- Sayfa alıntısı
──────────────────────────────

Eser Saraçoğlu: Tol romanını ilk kez 2002 de okudum. Karakterlerin fazla oluşu, kurgusunun parçalı oluşu, çok fazla hikaye ve karakterin arka arkaya anlatılması, olayların dört kentte-İzmir, İstanbul, Diyarbakır, Ankara-Parisi sayarsak beş kentte-geçmesi, zamandaki sıçramalar ve her şeyden önemlisi anlatılanların da sarsıcı olması sebebiyle okunması kolay bir roman değil. Dün de yıllar önce de kendimi kötü hissederek kalktım koltuktan Tol dil kullanımı açısından da farklı. Murat U. altta kalanın, ezilenin diliyle yazmış, kolay değil “Tol” Kürtçe “intikam” demek. Romanın sonunda bir mektupta intikama ilişkin Ahmet’in uzun bir konuşması var, romanın neden yazıldığının tercümesi sanki. Romanı okurken, yoksulluk çarpıyor, ölümler çarpıyor, esmerin tecavüze uğraması çarpıyor, kaybetme hali, intikam duygusu...hepsi çarpıyor insana. Okuyana tokat atmak ister gibi yazılmış roman. Devrim bir türlü gelmiyor.. Bu arada kısa bir not: yaşını başını almış Ahmet, üniversiteli genç kadına olan aşkını anlatırken Coetzeenin utanmaktaki Davidini andırıyor. Yazar kitabın sonunda Ahmet’e intikamını aldırmış, intikamı haklı göstermiş. Kitabın sonunda aklıma takılan soruyu buraya da yazayım ve size de sorayım: İntikam ya da öç alma diyelim hak mıdır her zaman ya da hangi durumda haktır?

──────────────────────────────

- Çıkarılan öğeler

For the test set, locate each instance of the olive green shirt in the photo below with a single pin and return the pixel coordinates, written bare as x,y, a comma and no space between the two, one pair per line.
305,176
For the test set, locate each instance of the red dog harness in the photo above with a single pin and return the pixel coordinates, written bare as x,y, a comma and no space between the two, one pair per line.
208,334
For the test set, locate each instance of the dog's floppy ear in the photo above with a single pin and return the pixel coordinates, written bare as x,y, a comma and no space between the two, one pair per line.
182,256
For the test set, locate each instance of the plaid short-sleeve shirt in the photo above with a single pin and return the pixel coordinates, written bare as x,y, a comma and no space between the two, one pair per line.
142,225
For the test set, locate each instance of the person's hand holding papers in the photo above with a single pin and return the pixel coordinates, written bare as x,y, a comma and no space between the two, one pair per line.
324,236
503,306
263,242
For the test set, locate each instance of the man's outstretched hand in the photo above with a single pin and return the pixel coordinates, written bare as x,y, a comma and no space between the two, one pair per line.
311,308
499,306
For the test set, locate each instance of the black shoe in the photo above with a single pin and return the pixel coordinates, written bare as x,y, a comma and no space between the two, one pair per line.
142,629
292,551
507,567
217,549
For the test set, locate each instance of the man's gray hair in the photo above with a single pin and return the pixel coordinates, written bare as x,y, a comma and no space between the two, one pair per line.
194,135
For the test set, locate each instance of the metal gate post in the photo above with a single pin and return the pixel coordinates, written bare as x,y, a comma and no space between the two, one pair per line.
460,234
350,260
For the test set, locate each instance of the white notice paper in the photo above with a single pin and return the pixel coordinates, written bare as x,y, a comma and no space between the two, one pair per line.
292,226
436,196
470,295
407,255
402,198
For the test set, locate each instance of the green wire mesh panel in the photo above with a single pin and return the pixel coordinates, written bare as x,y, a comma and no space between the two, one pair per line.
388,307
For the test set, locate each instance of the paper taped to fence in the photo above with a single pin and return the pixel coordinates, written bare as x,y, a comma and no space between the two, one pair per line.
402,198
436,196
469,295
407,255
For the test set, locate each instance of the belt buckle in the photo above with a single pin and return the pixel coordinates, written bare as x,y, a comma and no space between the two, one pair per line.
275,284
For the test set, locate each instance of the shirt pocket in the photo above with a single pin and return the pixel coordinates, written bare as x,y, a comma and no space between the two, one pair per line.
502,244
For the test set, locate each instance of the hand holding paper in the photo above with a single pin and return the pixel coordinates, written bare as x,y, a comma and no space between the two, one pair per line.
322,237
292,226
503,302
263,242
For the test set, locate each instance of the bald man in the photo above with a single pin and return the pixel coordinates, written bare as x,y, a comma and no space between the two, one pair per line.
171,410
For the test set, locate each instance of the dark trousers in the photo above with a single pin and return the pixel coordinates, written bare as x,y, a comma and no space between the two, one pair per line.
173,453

──────────────────────────────

- Görev gereksinimleri
Sayfa alıntısına göre romanın adı olan “Tol” kelimesi Kürtçede ne anlama geliyor?

- Tamamlanan alıştırma
“Tol” Kürtçede “intikam” anlamına geliyor.